▶ **Task item**: Each line holding the word "tree" must appear in the answer, copied from the entries.

+-------+

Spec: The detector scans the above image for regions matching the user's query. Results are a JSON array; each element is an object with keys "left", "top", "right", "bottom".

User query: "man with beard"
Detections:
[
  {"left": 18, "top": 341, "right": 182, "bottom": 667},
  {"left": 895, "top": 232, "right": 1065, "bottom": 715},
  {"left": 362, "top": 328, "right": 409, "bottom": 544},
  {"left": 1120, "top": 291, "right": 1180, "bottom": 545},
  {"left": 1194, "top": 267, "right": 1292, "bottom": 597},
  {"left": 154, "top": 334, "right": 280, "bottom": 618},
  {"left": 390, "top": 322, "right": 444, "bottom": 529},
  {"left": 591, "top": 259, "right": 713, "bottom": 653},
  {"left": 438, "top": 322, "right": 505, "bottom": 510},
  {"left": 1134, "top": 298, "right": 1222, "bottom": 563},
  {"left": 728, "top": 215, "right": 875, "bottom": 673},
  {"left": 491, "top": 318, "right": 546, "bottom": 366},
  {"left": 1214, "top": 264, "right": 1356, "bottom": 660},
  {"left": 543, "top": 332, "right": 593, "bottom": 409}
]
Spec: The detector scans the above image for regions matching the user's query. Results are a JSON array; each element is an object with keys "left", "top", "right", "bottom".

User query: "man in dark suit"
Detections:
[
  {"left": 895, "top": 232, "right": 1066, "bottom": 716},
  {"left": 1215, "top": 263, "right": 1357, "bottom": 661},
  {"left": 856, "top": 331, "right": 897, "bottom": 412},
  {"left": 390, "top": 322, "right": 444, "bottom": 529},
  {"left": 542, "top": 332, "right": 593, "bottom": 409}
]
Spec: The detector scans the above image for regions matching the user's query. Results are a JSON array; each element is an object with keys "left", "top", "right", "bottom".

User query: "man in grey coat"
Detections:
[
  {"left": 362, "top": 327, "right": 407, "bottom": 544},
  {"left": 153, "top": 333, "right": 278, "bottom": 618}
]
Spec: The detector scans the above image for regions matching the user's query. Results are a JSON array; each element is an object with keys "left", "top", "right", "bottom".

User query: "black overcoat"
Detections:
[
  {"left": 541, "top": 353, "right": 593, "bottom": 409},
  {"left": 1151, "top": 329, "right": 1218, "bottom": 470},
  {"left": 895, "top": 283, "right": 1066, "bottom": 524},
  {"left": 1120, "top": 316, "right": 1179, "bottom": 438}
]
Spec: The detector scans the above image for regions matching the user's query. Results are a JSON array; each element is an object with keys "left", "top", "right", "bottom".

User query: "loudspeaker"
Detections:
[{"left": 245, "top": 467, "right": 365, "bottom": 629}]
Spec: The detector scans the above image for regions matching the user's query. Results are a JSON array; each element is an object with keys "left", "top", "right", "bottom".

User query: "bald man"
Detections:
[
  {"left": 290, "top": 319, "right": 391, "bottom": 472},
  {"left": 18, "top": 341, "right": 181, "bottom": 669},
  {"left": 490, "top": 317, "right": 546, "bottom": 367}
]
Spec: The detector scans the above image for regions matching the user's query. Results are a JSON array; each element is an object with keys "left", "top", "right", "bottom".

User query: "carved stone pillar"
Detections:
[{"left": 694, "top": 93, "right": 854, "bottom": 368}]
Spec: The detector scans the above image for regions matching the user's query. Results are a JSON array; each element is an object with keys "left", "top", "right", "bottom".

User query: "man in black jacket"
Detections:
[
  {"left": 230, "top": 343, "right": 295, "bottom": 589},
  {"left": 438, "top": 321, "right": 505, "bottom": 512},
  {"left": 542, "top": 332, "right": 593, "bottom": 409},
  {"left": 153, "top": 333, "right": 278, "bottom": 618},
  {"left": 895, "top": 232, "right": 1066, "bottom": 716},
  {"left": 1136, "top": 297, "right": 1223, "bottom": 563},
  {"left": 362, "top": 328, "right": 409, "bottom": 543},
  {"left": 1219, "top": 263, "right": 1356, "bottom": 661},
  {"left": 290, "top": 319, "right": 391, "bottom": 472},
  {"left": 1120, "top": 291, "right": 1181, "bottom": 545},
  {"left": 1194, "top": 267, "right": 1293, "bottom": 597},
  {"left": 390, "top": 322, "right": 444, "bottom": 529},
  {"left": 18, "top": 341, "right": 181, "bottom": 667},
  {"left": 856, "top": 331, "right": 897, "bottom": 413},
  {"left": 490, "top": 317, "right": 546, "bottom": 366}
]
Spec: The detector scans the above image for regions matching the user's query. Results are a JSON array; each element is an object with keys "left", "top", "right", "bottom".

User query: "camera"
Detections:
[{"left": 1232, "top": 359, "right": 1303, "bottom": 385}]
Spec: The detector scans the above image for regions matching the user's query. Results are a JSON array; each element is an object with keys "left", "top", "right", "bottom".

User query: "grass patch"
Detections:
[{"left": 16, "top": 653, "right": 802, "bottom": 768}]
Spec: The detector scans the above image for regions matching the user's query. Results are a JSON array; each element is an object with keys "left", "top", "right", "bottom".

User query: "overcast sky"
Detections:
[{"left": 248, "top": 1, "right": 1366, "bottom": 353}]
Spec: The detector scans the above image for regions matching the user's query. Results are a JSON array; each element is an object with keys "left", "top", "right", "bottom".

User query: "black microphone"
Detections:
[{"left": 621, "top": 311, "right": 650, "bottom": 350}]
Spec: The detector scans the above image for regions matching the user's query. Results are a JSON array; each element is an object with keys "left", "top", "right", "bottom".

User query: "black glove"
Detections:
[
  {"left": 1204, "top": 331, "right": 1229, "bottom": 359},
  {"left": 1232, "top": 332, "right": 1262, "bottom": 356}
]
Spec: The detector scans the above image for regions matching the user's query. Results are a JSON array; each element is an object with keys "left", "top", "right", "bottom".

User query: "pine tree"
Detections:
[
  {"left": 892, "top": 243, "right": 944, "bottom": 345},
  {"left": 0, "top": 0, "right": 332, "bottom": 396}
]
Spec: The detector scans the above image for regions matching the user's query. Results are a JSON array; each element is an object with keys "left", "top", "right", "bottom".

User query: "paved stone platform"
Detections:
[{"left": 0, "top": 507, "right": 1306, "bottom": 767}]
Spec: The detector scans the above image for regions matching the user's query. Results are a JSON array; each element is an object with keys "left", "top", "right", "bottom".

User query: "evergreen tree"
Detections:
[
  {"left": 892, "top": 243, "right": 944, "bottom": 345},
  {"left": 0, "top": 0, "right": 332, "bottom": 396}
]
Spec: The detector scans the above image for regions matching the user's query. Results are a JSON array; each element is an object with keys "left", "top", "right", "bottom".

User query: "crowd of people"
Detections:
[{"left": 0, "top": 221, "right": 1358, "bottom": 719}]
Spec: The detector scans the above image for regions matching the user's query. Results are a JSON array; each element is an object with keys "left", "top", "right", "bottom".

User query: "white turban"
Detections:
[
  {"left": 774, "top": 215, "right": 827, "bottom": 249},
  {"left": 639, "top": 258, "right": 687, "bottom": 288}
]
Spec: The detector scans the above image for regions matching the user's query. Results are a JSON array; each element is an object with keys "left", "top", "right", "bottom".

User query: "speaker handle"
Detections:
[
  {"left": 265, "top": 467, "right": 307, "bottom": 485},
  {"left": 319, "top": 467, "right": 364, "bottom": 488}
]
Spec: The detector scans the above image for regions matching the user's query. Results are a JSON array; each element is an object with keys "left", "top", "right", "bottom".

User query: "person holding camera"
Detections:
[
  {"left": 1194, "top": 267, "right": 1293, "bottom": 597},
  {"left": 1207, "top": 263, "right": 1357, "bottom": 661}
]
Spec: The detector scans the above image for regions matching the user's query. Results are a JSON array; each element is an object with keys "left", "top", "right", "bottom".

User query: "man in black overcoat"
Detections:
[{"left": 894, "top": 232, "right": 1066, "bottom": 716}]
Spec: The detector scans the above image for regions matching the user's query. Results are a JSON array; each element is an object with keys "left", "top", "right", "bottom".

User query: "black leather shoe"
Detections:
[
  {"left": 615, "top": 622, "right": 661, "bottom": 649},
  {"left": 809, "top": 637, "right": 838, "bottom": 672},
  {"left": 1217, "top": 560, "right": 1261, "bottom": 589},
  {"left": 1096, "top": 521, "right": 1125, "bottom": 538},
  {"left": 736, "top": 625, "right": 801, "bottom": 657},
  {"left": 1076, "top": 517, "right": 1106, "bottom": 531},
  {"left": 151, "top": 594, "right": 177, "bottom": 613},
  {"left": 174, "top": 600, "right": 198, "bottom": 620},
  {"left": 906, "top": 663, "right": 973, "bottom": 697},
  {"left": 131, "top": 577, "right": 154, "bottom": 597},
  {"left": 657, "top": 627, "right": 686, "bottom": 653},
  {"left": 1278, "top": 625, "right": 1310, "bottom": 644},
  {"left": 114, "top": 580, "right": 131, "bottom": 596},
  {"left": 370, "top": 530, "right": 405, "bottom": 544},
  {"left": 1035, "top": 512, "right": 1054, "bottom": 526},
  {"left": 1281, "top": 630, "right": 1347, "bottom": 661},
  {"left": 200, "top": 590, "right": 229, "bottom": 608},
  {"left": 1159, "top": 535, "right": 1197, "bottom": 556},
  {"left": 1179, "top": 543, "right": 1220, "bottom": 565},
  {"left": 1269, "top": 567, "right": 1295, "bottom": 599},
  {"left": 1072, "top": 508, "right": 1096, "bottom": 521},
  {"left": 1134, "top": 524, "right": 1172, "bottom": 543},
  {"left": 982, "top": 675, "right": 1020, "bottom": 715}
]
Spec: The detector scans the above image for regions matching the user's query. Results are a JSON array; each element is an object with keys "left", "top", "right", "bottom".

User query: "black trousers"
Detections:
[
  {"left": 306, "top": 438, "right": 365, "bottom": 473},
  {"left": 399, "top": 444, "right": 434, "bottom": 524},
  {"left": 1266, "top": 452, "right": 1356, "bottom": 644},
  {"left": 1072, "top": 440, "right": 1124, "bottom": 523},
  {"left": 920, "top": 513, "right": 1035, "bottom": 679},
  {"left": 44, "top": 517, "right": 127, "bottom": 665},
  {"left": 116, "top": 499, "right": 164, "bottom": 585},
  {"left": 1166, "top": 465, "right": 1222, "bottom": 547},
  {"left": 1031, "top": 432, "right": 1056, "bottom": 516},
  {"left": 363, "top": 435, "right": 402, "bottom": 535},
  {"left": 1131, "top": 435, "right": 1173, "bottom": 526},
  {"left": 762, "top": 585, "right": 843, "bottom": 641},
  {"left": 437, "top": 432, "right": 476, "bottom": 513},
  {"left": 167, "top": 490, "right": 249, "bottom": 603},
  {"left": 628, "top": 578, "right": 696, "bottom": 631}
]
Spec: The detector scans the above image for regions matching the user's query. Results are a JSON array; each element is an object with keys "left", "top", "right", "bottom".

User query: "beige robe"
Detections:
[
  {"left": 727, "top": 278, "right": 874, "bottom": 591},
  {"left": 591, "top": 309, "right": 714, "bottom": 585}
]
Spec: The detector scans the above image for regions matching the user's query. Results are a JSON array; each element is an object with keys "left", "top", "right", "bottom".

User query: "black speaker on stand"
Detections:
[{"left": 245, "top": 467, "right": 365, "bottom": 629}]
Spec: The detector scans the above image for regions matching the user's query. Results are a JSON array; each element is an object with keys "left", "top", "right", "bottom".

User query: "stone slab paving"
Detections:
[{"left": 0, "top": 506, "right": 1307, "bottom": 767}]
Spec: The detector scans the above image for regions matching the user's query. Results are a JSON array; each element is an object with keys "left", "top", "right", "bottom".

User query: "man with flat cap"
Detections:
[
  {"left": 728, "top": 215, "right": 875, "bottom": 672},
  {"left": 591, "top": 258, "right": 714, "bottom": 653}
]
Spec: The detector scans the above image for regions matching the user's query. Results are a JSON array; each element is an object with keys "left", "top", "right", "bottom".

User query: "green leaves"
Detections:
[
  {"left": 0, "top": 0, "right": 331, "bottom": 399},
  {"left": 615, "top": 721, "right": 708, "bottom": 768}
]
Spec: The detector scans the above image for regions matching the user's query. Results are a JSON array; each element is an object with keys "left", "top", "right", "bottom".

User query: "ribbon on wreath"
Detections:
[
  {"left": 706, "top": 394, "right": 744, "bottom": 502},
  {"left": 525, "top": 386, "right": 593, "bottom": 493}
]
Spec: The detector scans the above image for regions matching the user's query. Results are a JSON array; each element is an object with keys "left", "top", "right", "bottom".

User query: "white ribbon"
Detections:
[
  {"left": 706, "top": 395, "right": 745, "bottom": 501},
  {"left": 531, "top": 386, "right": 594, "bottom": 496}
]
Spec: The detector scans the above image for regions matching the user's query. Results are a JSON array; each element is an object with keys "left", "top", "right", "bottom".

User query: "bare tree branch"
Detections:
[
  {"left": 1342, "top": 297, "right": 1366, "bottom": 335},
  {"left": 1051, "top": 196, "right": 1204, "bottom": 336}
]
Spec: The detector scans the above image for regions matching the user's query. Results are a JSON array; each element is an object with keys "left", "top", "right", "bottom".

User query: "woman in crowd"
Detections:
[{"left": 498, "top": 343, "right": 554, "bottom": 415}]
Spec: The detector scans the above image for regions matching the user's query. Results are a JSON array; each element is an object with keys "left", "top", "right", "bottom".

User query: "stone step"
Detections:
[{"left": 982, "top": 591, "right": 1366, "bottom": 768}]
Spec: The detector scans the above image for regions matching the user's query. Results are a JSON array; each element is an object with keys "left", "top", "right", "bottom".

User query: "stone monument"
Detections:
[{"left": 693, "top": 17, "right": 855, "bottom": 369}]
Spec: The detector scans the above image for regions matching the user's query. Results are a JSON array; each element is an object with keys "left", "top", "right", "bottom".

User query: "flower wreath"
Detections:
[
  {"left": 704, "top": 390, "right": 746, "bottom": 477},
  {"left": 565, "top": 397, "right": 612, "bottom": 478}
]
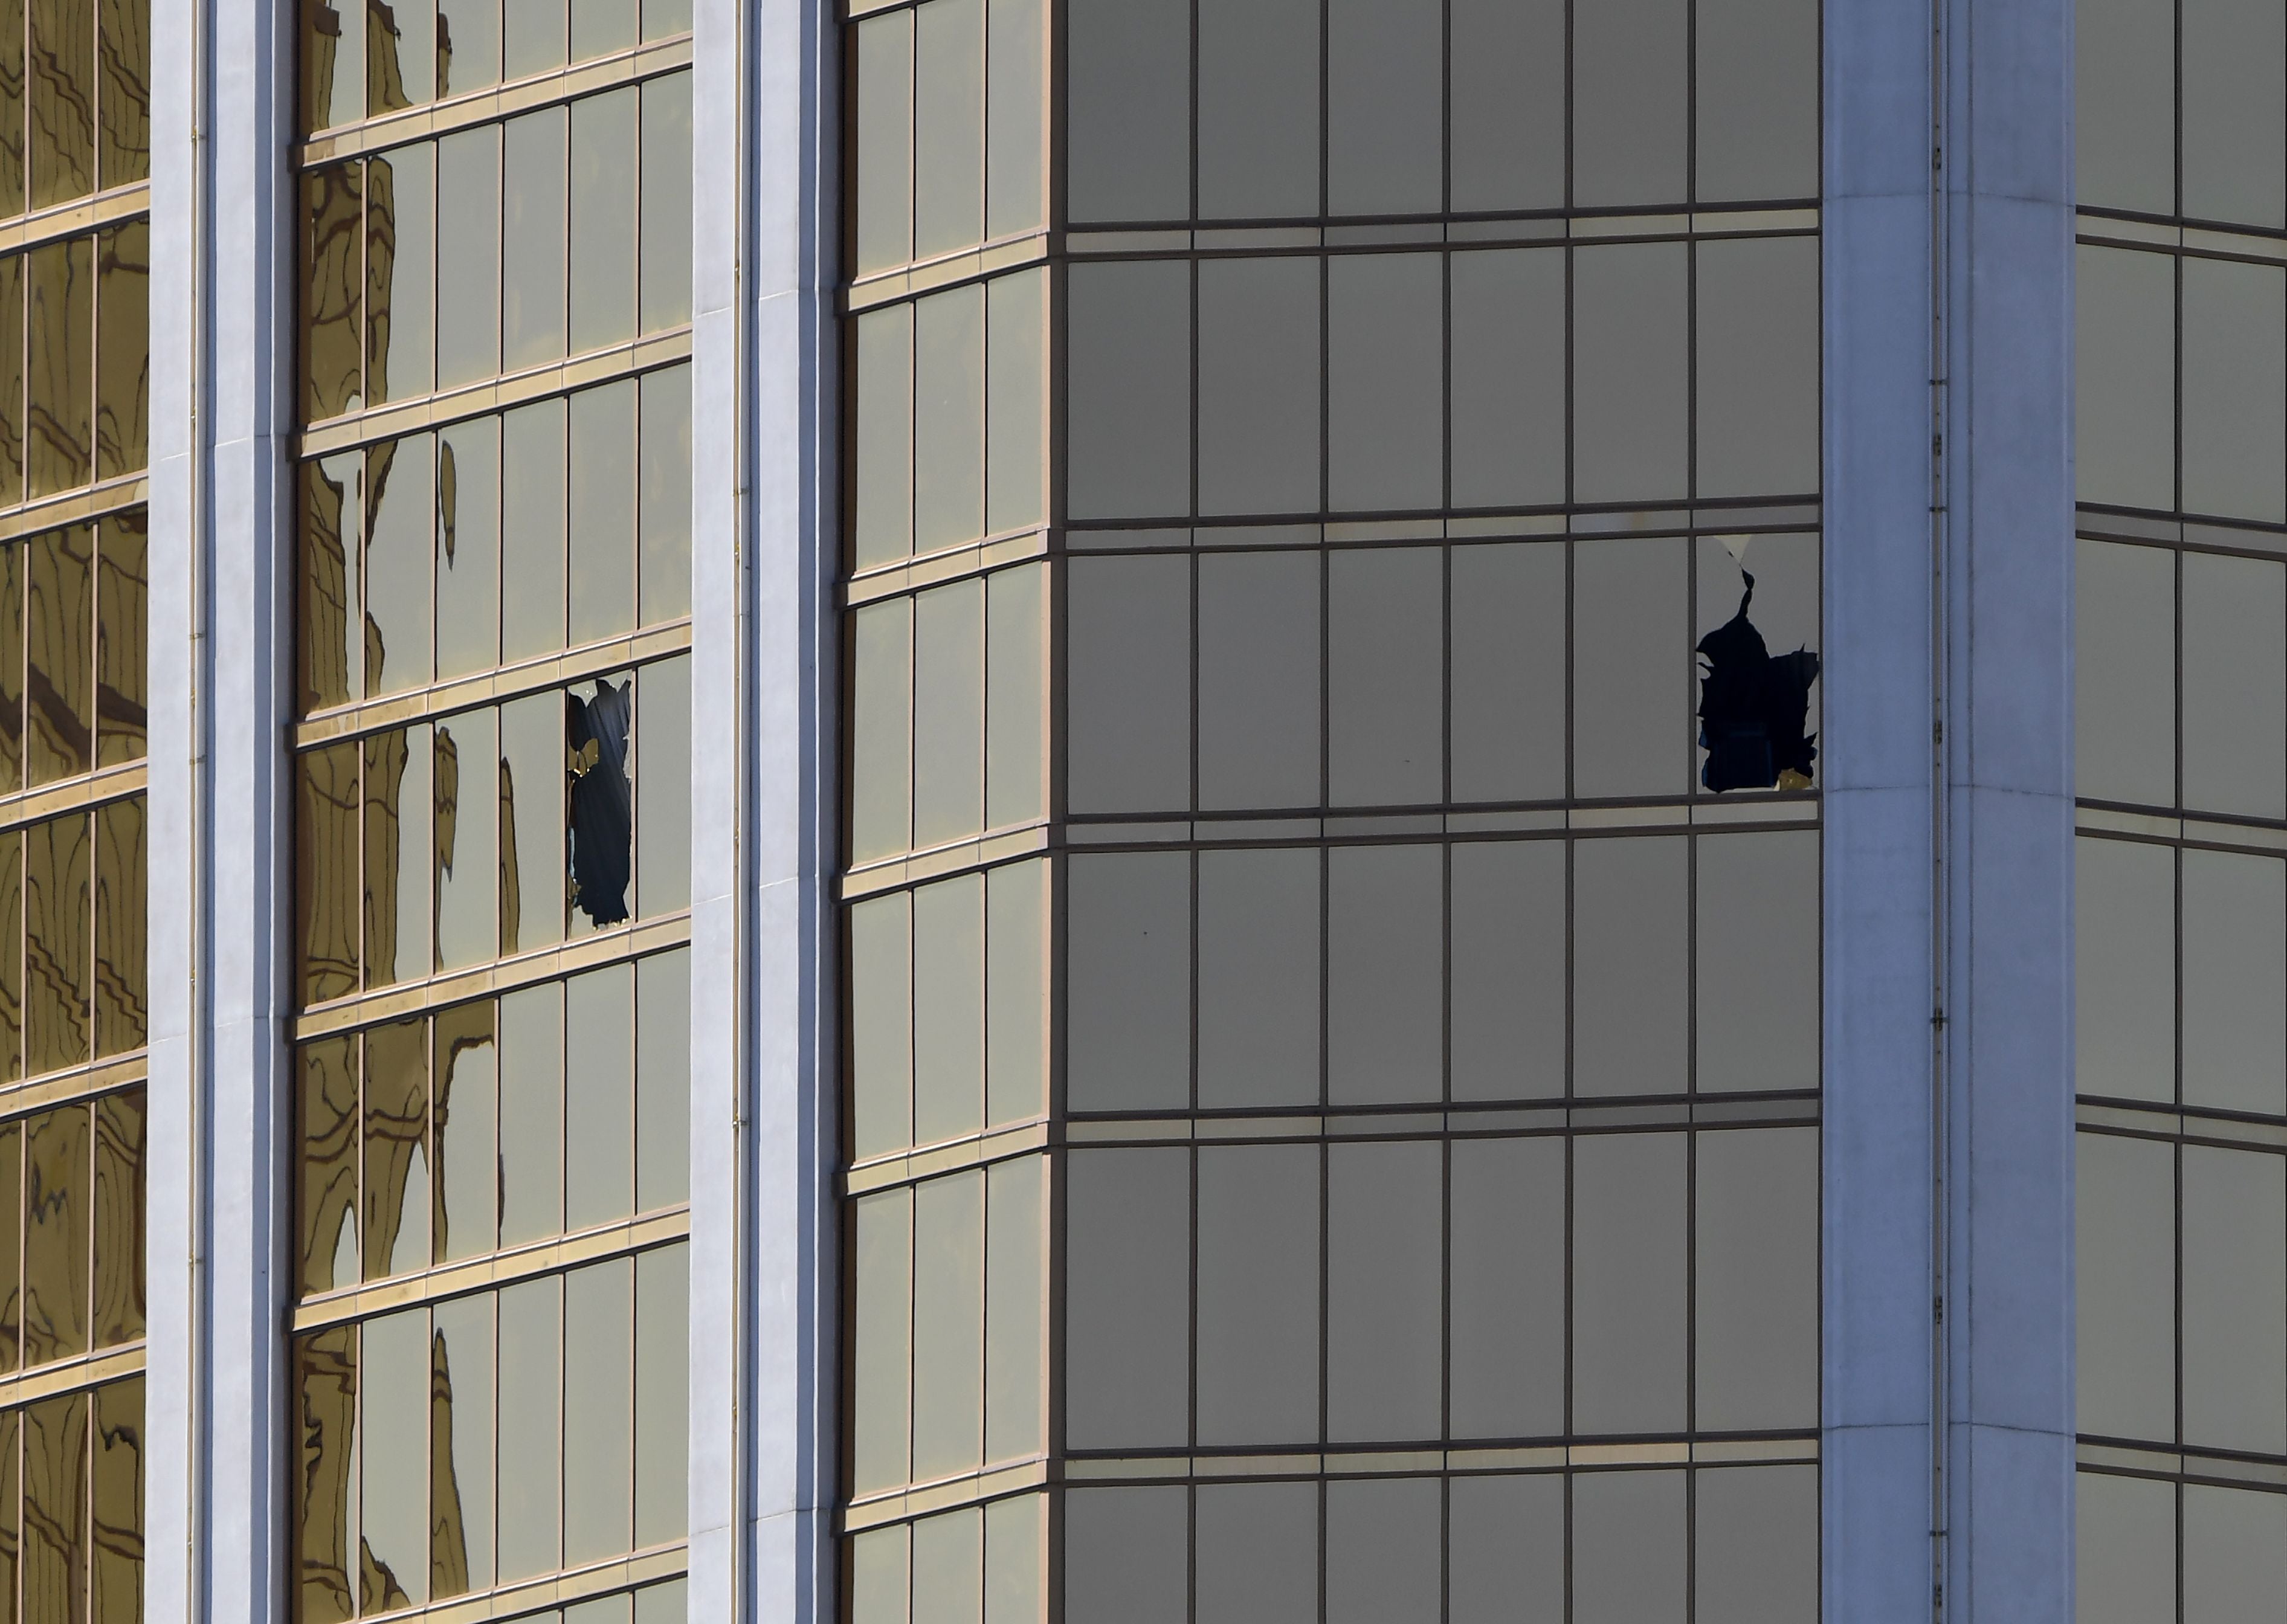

+-------+

▶ **Answer**:
User query: "pine tree"
User query: "evergreen tree"
User query: "bare tree branch"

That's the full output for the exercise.